● **Requirement**
Pick out each line in the entries below that contains the word "distant", and copy those lines unchanged.
== Provided records
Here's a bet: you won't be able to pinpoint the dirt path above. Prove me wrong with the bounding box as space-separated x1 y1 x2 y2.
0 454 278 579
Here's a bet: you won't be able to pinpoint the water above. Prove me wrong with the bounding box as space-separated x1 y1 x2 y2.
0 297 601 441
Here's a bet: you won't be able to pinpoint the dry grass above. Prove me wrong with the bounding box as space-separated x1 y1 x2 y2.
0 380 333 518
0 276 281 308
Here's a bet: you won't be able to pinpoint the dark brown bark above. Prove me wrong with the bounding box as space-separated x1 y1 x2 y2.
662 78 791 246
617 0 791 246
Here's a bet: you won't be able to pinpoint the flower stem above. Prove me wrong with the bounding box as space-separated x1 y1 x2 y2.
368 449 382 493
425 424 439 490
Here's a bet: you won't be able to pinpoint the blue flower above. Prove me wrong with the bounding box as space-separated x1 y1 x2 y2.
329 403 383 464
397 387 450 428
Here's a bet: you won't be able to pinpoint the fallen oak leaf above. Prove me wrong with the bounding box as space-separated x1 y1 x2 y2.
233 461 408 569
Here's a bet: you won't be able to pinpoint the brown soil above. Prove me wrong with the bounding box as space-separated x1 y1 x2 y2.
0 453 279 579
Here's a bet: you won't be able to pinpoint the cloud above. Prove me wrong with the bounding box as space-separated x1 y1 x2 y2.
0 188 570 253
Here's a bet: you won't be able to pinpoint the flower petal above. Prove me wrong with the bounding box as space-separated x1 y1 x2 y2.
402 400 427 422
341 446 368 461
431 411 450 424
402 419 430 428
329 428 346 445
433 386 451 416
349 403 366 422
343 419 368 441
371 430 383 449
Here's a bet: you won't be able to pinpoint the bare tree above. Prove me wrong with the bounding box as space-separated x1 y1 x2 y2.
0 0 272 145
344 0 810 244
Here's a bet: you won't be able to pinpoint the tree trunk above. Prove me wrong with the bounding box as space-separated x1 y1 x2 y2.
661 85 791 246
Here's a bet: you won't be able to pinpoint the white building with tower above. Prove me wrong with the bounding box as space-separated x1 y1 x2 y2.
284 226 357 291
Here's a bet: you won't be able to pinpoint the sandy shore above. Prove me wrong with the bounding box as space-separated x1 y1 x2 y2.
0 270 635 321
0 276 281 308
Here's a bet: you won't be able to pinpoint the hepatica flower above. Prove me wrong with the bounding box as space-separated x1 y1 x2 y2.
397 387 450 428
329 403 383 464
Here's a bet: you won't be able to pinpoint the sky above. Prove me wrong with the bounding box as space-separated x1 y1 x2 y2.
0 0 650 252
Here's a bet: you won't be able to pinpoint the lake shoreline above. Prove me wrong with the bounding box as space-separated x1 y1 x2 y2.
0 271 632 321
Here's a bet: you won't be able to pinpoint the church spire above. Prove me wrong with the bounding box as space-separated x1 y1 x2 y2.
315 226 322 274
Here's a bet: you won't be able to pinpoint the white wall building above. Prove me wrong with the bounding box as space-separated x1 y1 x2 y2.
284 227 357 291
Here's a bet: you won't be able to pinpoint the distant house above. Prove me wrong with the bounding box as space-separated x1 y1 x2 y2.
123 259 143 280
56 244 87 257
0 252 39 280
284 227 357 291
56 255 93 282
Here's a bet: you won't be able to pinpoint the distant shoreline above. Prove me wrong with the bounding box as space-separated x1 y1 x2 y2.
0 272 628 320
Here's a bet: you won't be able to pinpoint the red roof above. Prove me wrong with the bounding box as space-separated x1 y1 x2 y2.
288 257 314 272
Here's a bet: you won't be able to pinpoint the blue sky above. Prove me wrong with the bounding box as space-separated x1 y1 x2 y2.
====
● **The answer**
Here's a bet: you won't be able to pinpoint the distant house above. Prove me wrong with the bounding box as space-separated x1 y1 x2 y2.
Here's a bet: you won't be able to pinpoint the distant shoreline above. Prove me wrong with the bounding box as space-separated x1 y1 x2 y2.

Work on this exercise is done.